• **What needs to be done**: Pull out every line of the items below that contains the word "overalls". Case counts.

** BEGIN **

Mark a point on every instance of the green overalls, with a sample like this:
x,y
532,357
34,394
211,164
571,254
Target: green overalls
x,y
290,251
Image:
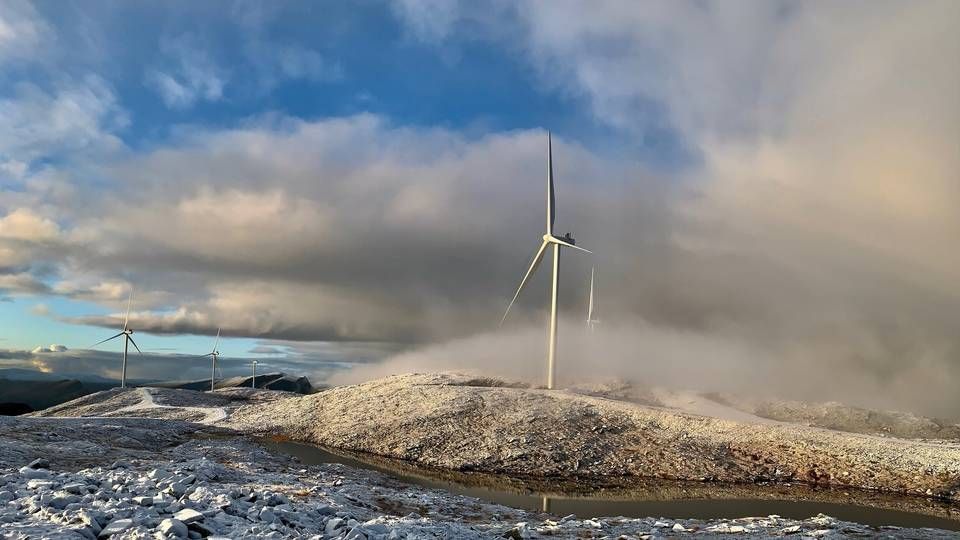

** END **

• **Output below**:
Mark a point on every instance of the green overalls, with a sample like this:
Target: green overalls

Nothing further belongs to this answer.